Return only the line that contains "Each instance receives one keypoint. Mark the blue and" and each line after it, through the last line of the data below, copied exactly.

_ _ _ _ _ _ _

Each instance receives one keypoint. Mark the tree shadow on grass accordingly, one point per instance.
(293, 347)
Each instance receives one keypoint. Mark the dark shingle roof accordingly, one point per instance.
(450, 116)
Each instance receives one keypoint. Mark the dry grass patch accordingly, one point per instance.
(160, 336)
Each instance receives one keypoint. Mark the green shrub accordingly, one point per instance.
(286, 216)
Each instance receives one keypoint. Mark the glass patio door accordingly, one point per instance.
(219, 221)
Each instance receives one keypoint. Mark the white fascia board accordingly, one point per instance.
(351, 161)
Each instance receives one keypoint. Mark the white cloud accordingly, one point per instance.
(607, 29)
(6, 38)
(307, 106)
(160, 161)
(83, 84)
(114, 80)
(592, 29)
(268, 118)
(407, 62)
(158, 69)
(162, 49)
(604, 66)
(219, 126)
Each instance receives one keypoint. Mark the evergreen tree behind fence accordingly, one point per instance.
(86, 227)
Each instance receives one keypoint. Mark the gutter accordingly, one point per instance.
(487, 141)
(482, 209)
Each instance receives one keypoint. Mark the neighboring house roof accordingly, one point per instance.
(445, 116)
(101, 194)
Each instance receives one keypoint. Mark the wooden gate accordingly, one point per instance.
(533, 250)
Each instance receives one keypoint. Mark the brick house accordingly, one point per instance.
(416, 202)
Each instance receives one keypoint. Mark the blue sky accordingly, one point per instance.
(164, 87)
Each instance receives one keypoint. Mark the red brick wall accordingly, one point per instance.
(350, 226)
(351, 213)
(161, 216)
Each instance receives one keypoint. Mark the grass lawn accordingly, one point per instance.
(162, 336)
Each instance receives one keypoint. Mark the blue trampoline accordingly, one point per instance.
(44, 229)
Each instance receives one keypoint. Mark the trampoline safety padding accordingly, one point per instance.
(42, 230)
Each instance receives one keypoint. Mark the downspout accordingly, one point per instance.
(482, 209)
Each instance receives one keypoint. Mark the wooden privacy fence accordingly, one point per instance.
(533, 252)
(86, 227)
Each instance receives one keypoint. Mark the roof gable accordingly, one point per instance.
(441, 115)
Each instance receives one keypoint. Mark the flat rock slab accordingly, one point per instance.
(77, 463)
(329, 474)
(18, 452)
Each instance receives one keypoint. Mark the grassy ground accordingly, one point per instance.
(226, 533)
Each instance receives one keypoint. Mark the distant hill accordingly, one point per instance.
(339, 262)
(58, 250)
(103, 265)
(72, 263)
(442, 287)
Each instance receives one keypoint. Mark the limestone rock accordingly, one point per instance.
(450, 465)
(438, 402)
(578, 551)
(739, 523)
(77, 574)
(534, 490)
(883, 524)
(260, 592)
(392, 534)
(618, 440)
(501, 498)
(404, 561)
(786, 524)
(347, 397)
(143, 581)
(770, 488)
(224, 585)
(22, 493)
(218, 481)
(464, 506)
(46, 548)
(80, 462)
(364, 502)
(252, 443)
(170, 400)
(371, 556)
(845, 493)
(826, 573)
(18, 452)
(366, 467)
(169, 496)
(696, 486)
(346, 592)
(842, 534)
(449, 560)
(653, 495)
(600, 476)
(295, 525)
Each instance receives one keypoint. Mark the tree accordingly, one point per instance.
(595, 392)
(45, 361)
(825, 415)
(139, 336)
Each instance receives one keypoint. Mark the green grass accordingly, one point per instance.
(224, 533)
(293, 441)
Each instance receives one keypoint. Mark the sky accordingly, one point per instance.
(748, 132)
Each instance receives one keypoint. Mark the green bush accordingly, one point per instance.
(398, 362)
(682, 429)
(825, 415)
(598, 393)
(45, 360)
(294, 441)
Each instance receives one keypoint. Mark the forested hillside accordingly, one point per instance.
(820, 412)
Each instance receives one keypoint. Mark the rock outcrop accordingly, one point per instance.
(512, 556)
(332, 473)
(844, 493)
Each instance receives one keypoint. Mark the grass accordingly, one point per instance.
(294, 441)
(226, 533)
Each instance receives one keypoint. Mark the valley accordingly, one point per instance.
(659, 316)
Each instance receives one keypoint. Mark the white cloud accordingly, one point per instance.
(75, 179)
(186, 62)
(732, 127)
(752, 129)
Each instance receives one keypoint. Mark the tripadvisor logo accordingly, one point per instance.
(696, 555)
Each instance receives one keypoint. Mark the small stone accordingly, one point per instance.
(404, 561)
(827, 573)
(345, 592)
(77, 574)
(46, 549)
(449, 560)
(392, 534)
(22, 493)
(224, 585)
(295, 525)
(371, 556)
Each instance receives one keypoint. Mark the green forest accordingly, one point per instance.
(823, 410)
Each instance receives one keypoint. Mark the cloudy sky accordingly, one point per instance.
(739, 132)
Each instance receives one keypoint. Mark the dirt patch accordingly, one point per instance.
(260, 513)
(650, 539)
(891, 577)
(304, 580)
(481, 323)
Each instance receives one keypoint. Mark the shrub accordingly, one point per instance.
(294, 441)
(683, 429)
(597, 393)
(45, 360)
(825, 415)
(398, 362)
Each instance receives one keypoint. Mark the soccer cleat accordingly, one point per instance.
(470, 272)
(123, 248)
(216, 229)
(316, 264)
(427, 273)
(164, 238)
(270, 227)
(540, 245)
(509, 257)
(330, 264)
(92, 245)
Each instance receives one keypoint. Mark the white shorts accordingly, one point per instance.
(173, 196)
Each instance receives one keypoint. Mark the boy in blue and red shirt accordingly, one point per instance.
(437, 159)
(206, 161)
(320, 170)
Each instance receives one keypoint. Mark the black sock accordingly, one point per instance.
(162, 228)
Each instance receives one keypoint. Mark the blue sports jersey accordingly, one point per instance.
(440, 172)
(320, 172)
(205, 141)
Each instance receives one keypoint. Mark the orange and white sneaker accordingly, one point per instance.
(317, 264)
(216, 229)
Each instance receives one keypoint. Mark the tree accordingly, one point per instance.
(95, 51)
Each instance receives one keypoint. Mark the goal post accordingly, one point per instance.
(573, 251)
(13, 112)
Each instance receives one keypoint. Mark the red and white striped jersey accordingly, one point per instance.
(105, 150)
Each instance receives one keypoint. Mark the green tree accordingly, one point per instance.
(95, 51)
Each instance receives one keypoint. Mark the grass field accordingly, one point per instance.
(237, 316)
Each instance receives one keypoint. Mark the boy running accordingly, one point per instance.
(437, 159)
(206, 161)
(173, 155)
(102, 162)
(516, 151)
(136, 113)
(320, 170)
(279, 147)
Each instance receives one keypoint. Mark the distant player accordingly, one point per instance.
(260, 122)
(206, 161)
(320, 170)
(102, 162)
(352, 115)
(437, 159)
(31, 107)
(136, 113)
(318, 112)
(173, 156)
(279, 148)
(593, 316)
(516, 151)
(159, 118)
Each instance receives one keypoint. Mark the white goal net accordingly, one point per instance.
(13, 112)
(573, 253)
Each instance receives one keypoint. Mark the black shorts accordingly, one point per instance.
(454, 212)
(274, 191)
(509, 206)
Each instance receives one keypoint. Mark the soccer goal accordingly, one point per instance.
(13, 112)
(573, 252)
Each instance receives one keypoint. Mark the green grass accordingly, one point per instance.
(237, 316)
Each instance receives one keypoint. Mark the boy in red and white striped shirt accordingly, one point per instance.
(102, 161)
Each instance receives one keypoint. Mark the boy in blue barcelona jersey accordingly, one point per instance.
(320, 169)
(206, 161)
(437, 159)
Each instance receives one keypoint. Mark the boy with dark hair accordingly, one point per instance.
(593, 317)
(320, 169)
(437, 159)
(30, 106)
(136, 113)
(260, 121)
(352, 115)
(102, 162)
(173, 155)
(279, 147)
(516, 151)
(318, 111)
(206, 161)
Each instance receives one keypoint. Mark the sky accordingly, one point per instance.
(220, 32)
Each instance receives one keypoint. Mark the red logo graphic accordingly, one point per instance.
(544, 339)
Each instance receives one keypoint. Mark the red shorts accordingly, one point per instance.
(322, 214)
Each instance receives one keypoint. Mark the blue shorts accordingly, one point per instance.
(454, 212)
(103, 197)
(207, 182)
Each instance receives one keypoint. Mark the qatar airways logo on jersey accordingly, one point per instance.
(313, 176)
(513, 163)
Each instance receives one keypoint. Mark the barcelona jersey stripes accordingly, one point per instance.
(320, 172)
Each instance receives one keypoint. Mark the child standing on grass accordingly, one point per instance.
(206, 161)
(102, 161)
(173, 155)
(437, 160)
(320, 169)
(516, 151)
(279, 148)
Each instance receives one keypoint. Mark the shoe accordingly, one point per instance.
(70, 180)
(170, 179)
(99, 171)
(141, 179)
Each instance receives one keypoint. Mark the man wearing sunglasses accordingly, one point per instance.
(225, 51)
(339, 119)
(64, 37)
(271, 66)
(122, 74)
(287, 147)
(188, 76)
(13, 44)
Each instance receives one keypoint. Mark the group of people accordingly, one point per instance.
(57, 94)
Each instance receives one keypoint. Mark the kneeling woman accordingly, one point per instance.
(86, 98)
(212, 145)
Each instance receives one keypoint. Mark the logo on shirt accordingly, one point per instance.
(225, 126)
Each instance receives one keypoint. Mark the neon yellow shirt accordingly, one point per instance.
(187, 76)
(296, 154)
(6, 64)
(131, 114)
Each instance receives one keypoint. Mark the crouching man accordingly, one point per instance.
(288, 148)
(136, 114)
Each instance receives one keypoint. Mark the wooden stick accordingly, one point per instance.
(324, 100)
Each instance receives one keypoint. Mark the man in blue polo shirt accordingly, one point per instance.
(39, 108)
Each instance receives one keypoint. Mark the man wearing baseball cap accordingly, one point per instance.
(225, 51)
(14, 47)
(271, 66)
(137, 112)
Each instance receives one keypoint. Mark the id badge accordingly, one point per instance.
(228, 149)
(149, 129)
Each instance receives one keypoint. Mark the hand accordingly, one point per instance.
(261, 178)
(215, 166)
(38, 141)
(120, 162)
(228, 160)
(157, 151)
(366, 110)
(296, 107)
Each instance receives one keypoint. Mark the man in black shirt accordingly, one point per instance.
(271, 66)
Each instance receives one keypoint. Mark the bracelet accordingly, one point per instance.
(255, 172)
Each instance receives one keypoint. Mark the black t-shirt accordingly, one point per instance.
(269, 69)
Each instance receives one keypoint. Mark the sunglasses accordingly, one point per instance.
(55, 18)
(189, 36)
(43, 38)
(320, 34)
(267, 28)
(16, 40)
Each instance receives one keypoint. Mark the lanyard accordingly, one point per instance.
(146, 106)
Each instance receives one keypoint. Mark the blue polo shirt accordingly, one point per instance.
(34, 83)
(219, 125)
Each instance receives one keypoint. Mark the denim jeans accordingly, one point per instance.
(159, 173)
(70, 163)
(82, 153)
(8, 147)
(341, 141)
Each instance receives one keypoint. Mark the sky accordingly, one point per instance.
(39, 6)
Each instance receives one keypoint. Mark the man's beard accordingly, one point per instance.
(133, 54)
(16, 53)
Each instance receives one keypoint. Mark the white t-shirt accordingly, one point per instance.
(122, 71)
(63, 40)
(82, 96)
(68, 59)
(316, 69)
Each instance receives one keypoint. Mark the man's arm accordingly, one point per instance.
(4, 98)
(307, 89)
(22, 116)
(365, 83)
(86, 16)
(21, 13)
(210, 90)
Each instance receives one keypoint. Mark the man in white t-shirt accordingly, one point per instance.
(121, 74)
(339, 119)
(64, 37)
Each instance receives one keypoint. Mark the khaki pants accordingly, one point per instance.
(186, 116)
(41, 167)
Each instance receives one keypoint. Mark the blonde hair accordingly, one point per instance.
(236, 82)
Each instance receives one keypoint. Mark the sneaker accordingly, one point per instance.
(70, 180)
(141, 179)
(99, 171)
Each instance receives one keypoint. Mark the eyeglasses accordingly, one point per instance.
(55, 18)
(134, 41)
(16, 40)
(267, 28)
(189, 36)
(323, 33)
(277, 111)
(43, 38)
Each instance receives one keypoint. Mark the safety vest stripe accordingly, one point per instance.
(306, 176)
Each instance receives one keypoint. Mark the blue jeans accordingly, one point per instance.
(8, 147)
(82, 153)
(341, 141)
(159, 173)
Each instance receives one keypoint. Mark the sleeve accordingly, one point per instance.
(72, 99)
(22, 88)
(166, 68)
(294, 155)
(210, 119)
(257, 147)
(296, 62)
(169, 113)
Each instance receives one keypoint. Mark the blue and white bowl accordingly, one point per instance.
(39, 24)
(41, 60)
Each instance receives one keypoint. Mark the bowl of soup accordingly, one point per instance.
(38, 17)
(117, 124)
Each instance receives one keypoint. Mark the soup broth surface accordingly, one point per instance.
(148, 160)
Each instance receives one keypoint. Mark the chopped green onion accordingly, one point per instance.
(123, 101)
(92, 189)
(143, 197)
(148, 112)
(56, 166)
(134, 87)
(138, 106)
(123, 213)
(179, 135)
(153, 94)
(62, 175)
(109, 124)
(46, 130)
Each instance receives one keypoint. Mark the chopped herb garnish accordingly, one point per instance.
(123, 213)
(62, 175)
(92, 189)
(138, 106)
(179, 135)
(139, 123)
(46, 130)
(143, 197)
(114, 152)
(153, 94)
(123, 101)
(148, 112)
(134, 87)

_ _ _ _ _ _ _

• **Completed task**:
Each instance receives one keypoint. Mark the blue and white bowl accordingly, one point per instance.
(39, 24)
(41, 60)
Each instance receives one keypoint. Mark the bowl of soup accordingly, one point per instance.
(38, 17)
(117, 124)
Each instance receives one keypoint. Mark the soup broth surface accordingly, one point per instance.
(148, 160)
Each instance receives one keypoint. Mark the chopped green onion accordingly, one point per instance.
(123, 101)
(92, 189)
(143, 197)
(148, 112)
(56, 166)
(134, 87)
(138, 106)
(123, 213)
(179, 135)
(153, 94)
(62, 175)
(109, 124)
(46, 130)
Each instance receives one keypoint. Mark the chopped herb garnish accordingly, one point per instance.
(123, 213)
(62, 175)
(92, 189)
(138, 106)
(179, 135)
(139, 123)
(46, 130)
(143, 197)
(114, 152)
(153, 94)
(123, 101)
(148, 112)
(134, 87)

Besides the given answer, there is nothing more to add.